*TASK TO CARRY OUT*
Answer these from the Prometheus configuration excerpt:
1. What scrape interval does the global section set?
2. In which namespace does the alerting section look for Alertmanager services?
3. What value does the custom-labels example assign to the region label?

*EXCERPT PROVIDED*
┄┄┄┄┄┄┄┄┄┄

5. Add Custom Labels:

relabel_configs:
  # Add region label based on node
  - source_labels: [__meta_kubernetes_node_name]
    regex: '.*-us-east-.*'
    target_label: region
    replacement: 'us-east'

My Production Kubernetes Configuration

This is what I actually use in production:

global:
  scrape_interval: 15s
  evaluation_interval: 15s
  external_labels:
    cluster: 'production'
    region: 'us-east-1'

alerting:
  alertmanagers:
    - kubernetes_sd_configs:
        - role: service
          namespaces:
            names:
              - monitoring
      relabel_configs:
        - source_labels: [__meta_kubernetes_service_name]
          regex: alertmanager
          action: keep

rule_files:
  - '/etc/prometheus/alerts/*.yml'
  - '/etc/prometheus/recording-rules/*.yml'

scrape_configs:
  # Prometheus itself
  - job_name: 'prometheus'
    static_configs:
      - targets: ['localhost:9090']
  
  # Kubernetes API server
  - job_name: 'kubernetes-apiservers'
    kubernetes_sd_configs:
      - role: endpoints
    scheme: https
    tls_config:
      ca_file: /var/run/secrets/kubernetes.io/serviceaccount/ca.crt
    bearer_token_file: /var/run/secrets/kubernetes.io/serviceaccount/token
    relabel_configs:
      - source_labels: [__meta_kubernetes_namespace, __meta_kubernetes_service_name, __meta_kubernetes_endpoint_port_name]
        action: keep
        regex: default;kubernetes;https
  
  # Kubernetes nodes (kubelet)

┄┄┄┄┄┄┄┄┄┄

*DATA SECTION*
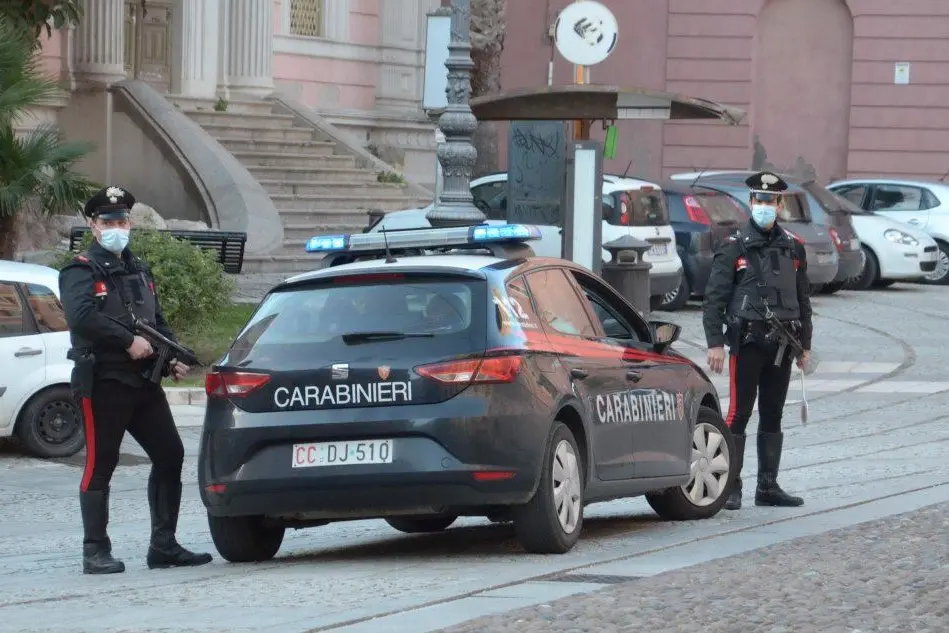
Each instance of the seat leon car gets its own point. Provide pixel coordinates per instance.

┄┄┄┄┄┄┄┄┄┄

*ANSWER TO THIS EXERCISE*
1. 15s
2. monitoring
3. us-east